* _The exercise_
Copy all of the lines below word for word, with nothing changed.

* _Dataset content_
··········

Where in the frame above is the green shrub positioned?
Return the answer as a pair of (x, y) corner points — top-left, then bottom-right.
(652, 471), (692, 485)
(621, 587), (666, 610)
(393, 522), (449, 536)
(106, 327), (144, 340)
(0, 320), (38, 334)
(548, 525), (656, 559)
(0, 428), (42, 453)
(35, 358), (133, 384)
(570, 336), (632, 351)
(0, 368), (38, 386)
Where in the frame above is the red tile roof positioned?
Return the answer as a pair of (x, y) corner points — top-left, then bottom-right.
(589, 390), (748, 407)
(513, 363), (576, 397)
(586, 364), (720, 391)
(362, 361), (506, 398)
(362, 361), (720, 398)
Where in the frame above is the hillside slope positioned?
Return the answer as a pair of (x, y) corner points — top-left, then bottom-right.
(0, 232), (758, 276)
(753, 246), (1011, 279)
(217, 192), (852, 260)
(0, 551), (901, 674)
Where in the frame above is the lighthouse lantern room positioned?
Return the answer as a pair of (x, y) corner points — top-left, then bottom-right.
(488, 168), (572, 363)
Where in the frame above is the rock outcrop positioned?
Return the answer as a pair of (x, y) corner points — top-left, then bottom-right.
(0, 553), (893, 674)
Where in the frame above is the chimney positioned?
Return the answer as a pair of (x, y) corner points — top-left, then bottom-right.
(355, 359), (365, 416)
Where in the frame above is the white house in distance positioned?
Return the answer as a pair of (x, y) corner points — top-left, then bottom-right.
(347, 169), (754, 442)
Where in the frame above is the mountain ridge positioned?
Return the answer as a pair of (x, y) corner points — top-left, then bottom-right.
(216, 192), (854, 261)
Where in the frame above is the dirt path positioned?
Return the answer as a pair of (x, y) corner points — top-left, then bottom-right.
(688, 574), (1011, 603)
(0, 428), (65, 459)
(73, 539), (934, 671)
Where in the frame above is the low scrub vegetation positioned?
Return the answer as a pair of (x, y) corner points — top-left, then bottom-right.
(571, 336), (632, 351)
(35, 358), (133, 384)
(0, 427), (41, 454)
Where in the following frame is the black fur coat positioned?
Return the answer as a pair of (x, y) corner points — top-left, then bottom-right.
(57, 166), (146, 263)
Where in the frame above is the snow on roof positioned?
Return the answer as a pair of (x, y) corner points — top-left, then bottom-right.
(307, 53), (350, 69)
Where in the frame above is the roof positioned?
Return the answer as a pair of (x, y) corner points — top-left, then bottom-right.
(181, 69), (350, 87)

··········

* _Response below_
Where in the frame above is the green shrub positioned?
Return the answer as a pair of (x, y) corner points — top-left, then bottom-right.
(652, 471), (692, 485)
(621, 587), (666, 610)
(393, 522), (449, 536)
(106, 327), (144, 340)
(0, 320), (38, 334)
(548, 525), (656, 559)
(0, 428), (42, 453)
(35, 358), (133, 384)
(570, 336), (632, 351)
(0, 368), (38, 386)
Where in the frame above is the red tile roof positioned?
Return the answer as a pair of (x, y) corner points — top-left, then bottom-right.
(589, 390), (748, 407)
(513, 363), (576, 397)
(586, 364), (720, 391)
(362, 361), (506, 398)
(362, 361), (720, 398)
Where in the frame above is the hillside slope positioned?
Return the answer as a pair of (x, y) corner points — top-left, then bottom-right.
(0, 232), (758, 276)
(753, 246), (1011, 279)
(217, 192), (852, 260)
(0, 551), (901, 674)
Where in the frame above is the lighthouse lantern room positioned?
Return the answer as a pair of (x, y) corner points — top-left, then bottom-right.
(488, 168), (572, 363)
Where in the frame above is the rock outcrop positioned?
Return the answer as a pair of (x, y) corner points — top-left, then bottom-right.
(0, 553), (893, 674)
Where in the frame above is the chimney positioned?
Return the answer as a pair of (x, y) corner points — top-left, then bottom-right.
(355, 359), (365, 416)
Where in the frame above is the white house in distance positioned?
Return the answer as a pair of (x, y) corner points — top-left, then bottom-right.
(347, 169), (754, 442)
Where in the frame above is the mountain ridge positioned?
Return the answer as a pair of (x, y) corner points — top-left, then bottom-right.
(216, 192), (854, 261)
Where in the frame above is the dirt path positioned?
Return the answer as a pair of (x, y) corner points — top-left, then bottom-right.
(688, 574), (1011, 603)
(0, 428), (65, 459)
(73, 539), (934, 671)
Where in the frame above is the low scrub vegetation positioned?
Return the answer as a pair of (x, y) corner points — top-left, then bottom-right.
(571, 336), (632, 351)
(35, 358), (133, 384)
(0, 427), (41, 454)
Where in the following frame is the black fur coat positioned?
Return the answer as a pair of (x, y) corner points — top-left, then bottom-right.
(57, 166), (146, 263)
Where in the frame above is the snow on roof positioned?
Return the answer as a pair of (x, y) corner points — top-left, then bottom-right.
(307, 53), (350, 69)
Where in the frame above is the roof positioned?
Return the answer as a pair of (x, y) corner points — top-left, then bottom-right.
(181, 69), (350, 87)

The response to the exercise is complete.